## Problem to work on:
Using the data below, return the stretch from the line that contains "Target: forearm" through the line that contains "[locate] black and", both included, exactly as it stands and nothing beyond it.

#####

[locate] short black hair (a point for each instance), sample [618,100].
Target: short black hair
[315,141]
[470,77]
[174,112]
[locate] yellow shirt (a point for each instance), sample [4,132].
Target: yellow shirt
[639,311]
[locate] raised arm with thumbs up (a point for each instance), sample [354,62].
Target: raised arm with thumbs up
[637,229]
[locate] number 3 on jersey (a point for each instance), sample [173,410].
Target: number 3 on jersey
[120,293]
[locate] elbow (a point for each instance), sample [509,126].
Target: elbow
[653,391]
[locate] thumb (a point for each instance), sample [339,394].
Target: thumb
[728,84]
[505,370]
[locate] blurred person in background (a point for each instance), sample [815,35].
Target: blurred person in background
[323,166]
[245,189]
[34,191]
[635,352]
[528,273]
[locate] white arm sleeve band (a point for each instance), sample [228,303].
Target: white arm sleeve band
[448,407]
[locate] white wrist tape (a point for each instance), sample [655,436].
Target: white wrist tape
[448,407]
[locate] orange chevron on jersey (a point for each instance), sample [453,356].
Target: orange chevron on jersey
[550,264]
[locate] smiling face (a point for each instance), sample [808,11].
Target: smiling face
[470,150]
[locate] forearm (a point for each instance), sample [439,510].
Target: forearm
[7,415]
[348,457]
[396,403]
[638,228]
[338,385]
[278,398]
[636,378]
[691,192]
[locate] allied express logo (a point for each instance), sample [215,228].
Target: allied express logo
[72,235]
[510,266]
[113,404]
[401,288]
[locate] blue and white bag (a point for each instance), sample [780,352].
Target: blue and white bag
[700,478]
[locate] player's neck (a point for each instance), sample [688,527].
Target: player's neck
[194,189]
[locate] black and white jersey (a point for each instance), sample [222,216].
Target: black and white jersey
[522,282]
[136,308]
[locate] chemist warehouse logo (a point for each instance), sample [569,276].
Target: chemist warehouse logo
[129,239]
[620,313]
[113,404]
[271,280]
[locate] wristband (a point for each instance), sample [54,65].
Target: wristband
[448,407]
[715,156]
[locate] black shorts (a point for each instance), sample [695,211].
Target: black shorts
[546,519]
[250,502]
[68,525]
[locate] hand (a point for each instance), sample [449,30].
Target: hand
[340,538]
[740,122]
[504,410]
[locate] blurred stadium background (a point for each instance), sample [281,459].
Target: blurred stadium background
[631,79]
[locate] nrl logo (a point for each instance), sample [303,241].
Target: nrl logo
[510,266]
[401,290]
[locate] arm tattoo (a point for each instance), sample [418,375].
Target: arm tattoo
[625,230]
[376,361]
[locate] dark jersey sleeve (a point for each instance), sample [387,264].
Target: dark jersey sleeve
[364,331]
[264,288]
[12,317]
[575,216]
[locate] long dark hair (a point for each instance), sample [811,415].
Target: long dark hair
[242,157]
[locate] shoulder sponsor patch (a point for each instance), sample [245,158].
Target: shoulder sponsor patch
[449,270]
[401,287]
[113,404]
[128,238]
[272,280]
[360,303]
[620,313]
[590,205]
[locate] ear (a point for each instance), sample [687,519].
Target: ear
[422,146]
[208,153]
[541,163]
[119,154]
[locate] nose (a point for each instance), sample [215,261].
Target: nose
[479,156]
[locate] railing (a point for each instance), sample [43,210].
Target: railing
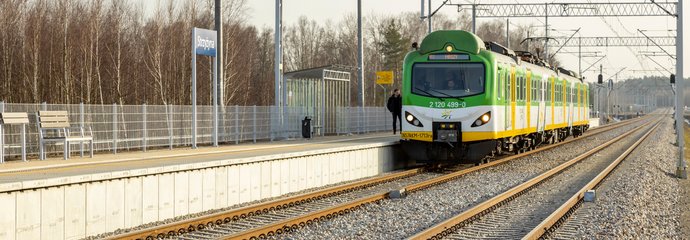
[139,127]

#####

## Answer space:
Target: forearm
[7,415]
[348,457]
[396,403]
[638,228]
[338,385]
[278,398]
[636,378]
[691,192]
[locate] allied express logo (a point for each instance), sample [215,228].
Target: allied express logo
[72,235]
[510,266]
[113,404]
[401,288]
[locate] blue and white bag (a point for each instance), sample [780,352].
Target: blue and white bag
[700,478]
[locate] player's neck (a point for each instance), sample [688,527].
Target: player's neck
[194,189]
[locate] black and white jersey (a point for each instance), sample [222,216].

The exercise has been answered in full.